··· Data to examine ···

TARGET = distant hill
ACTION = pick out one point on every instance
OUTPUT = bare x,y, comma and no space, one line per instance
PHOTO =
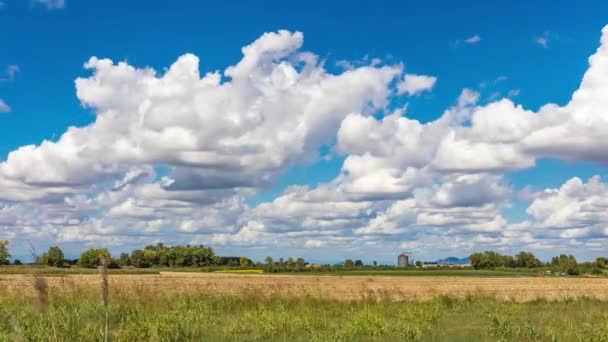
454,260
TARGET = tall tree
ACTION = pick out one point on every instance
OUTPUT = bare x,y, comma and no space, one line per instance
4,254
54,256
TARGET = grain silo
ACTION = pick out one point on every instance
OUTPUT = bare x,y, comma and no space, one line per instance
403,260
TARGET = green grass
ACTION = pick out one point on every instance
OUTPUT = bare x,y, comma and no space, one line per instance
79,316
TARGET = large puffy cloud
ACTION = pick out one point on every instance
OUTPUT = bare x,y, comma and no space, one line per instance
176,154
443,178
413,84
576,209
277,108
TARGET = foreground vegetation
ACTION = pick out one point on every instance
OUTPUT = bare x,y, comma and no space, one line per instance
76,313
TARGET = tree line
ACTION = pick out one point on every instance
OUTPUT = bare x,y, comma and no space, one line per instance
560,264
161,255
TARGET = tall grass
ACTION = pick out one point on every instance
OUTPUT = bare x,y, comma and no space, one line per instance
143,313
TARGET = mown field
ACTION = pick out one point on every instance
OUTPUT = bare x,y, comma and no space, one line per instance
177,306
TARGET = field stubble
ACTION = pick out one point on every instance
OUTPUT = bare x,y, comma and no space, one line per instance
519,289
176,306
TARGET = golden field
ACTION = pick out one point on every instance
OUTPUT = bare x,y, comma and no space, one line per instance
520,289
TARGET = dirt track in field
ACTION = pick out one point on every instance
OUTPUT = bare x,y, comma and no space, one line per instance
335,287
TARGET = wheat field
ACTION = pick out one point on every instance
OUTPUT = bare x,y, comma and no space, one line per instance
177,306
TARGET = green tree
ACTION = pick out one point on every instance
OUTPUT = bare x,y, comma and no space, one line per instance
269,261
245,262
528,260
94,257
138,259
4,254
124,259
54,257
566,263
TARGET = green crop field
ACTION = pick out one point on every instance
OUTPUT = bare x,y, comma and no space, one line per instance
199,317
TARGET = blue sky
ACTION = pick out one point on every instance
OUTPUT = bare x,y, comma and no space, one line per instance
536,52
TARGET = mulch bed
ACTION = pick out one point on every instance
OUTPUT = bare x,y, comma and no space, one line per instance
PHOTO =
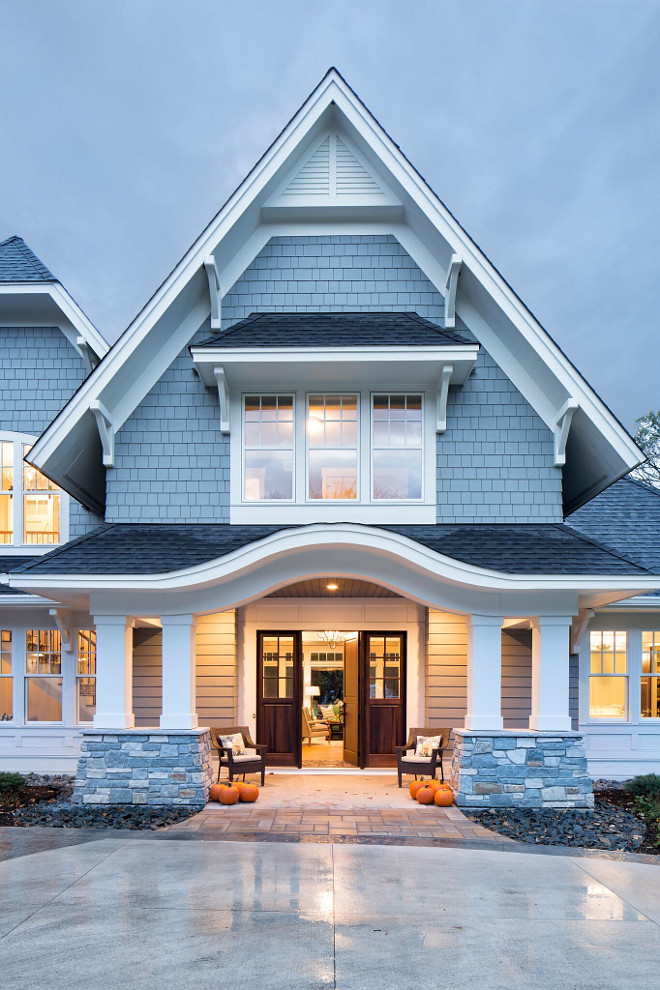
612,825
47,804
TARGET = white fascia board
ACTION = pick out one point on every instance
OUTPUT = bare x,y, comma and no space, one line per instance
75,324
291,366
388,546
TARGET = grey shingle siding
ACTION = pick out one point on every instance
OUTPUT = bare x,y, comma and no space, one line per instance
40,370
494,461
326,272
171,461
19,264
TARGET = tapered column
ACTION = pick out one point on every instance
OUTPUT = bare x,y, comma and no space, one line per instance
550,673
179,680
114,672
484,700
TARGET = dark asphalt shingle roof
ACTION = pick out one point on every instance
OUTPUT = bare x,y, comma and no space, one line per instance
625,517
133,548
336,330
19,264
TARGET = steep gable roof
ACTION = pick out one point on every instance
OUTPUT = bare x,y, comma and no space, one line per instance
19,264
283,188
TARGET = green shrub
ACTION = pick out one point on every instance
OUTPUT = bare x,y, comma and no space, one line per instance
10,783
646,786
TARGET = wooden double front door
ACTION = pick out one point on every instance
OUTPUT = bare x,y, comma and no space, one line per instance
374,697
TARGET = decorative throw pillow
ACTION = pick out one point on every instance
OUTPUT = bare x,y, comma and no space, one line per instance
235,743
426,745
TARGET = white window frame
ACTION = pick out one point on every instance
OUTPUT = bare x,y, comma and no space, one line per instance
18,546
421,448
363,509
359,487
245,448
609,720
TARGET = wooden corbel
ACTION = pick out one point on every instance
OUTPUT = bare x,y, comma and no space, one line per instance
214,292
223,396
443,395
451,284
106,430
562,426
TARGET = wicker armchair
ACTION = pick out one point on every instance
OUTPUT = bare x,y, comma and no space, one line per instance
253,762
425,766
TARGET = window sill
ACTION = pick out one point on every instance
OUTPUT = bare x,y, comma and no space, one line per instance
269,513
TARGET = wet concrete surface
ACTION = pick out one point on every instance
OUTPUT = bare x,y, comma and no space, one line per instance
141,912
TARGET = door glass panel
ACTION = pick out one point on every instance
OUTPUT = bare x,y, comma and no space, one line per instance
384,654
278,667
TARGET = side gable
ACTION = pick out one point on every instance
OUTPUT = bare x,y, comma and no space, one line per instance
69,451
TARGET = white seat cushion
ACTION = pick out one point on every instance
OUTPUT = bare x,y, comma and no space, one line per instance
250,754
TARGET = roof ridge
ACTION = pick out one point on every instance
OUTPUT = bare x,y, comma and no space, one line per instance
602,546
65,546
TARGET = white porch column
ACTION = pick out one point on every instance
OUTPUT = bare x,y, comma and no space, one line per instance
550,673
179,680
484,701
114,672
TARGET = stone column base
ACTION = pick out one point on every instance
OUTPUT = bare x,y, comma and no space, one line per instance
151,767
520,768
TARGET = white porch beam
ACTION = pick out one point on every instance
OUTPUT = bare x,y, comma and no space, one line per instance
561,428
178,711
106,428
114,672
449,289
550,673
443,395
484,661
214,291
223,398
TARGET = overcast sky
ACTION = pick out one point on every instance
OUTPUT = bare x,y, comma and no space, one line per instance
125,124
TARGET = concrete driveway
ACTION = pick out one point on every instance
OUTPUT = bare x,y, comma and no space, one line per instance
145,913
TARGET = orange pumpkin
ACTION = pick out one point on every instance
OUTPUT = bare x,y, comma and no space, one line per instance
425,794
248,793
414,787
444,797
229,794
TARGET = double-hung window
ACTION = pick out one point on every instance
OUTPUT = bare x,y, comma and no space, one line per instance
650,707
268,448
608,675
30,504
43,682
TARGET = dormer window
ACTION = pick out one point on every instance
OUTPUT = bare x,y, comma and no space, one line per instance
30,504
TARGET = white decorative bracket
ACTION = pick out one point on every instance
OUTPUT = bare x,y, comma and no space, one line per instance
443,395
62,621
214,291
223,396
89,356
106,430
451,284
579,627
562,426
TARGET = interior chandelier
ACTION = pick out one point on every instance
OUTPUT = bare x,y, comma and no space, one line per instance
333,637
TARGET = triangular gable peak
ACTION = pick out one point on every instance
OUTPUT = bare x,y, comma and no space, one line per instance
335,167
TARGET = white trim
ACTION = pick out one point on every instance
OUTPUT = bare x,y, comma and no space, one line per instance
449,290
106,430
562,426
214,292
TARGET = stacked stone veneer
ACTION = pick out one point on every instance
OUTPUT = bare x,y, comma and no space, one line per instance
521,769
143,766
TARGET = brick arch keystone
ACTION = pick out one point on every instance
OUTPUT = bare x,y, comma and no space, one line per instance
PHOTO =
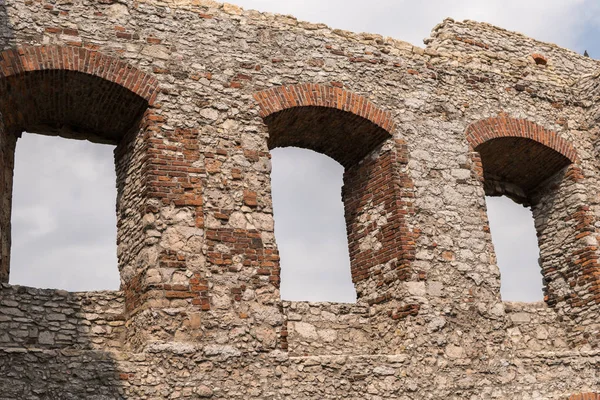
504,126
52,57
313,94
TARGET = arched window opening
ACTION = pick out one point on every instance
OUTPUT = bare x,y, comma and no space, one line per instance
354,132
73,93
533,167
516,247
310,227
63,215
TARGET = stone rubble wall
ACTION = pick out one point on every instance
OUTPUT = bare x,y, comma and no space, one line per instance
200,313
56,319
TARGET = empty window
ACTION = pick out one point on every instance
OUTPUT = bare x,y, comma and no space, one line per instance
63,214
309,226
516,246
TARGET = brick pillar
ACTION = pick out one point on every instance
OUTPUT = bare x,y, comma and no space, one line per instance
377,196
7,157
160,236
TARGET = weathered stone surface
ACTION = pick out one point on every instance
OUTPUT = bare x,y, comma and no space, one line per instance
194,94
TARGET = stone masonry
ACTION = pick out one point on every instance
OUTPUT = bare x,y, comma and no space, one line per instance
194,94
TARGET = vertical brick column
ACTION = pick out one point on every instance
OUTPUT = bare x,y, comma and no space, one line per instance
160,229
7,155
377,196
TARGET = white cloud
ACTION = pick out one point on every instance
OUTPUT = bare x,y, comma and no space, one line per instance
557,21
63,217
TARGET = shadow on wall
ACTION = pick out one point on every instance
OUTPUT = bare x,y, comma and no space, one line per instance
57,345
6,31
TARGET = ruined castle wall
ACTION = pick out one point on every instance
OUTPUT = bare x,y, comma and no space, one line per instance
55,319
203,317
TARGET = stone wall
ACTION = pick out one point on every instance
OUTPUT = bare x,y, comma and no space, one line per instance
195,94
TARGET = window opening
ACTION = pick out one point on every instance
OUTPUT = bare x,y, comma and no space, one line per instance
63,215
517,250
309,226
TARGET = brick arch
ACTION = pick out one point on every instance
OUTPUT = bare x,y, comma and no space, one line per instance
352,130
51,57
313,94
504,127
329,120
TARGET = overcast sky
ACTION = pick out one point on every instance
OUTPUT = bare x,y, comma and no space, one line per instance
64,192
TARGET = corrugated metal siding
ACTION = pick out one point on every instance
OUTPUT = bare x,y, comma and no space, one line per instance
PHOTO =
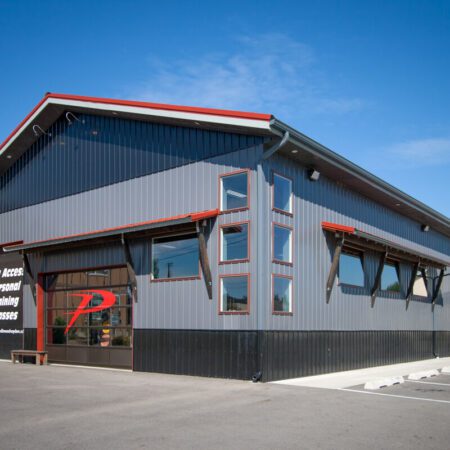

···

• [Goal of the exercise] Copy each line of the records that has "double" in it.

• [Task solution]
TARGET = wooden double front door
TARGET = double-hung window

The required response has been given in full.